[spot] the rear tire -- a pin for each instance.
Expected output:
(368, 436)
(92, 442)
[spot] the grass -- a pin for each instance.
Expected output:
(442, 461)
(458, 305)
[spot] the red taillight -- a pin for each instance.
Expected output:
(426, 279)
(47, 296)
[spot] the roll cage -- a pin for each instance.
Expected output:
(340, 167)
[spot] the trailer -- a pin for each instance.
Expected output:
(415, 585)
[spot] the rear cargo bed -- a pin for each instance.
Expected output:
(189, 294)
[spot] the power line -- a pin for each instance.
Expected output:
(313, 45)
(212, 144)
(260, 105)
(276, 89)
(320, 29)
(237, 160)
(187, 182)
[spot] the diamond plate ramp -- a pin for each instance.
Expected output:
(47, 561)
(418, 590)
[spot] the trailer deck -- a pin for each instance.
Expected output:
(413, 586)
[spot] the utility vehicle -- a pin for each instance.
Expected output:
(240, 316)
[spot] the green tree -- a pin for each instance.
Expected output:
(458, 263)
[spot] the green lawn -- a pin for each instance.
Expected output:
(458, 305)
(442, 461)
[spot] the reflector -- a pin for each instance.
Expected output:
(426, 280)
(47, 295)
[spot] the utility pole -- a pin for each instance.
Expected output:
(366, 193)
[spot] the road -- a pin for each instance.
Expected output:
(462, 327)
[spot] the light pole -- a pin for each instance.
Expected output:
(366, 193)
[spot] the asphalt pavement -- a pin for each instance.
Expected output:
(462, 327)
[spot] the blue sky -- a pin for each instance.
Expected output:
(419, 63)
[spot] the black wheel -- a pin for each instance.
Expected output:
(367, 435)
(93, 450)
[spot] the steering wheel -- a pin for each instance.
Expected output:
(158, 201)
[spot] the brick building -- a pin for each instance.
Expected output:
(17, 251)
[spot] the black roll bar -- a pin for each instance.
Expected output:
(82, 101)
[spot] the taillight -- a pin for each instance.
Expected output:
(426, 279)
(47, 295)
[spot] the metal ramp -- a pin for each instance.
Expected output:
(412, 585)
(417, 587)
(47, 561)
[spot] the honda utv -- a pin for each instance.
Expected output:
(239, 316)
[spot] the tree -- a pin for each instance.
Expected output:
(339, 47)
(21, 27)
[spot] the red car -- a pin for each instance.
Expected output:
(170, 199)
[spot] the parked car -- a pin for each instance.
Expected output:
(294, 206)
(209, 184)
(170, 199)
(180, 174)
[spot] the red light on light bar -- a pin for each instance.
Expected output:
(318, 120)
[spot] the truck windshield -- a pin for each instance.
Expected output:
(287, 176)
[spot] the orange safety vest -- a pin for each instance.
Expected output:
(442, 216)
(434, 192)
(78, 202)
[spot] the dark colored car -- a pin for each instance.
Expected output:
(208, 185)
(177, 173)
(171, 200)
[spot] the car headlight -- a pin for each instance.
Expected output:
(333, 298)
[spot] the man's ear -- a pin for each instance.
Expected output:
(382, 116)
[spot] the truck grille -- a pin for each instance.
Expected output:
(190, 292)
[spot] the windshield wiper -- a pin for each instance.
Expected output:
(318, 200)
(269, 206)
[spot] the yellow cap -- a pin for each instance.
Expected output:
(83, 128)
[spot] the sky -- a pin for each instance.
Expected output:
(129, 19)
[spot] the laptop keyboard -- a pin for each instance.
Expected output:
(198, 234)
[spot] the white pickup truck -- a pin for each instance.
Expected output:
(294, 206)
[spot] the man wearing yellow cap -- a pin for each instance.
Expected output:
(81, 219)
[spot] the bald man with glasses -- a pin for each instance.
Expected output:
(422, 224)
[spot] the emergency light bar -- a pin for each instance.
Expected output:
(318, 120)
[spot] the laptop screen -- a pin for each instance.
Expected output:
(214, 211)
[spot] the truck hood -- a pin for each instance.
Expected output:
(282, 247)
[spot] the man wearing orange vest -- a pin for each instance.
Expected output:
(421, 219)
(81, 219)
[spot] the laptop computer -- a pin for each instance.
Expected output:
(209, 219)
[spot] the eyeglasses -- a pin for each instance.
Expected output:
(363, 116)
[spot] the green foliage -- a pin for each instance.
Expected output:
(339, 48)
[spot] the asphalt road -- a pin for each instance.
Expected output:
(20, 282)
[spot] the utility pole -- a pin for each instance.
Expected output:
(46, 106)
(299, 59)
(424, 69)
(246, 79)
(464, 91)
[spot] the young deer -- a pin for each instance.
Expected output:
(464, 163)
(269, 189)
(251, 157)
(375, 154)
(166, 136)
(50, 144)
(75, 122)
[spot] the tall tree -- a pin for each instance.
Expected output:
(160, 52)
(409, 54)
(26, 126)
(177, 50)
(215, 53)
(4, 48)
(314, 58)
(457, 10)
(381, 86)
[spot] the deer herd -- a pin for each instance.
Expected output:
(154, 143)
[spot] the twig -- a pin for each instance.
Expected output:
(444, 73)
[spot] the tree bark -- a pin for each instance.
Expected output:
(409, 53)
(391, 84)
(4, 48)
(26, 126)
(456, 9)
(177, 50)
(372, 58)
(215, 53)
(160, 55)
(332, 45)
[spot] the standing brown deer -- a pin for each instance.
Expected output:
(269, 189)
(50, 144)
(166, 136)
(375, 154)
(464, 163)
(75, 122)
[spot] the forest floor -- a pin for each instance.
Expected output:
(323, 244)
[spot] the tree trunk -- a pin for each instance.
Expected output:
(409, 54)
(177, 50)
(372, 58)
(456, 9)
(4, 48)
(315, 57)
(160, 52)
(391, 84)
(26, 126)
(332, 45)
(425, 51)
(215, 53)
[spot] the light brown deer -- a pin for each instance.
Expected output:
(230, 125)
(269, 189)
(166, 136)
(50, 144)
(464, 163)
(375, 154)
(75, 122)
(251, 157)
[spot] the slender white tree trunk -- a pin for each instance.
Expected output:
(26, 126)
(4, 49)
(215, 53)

• **Required work**:
Copy exactly the stretch of data above from the line with "[spot] the red car" through the line with "[spot] the truck windshield", and omit all other lines.

• **Solution**:
[spot] the red car -- a pin for each instance.
Expected output:
(170, 199)
[spot] the parked car -- a pin for each instance.
Expected output:
(294, 206)
(209, 184)
(170, 199)
(180, 174)
[spot] the red light on light bar -- a pin for each instance.
Expected output:
(318, 120)
[spot] the truck windshield -- a pin for each instance.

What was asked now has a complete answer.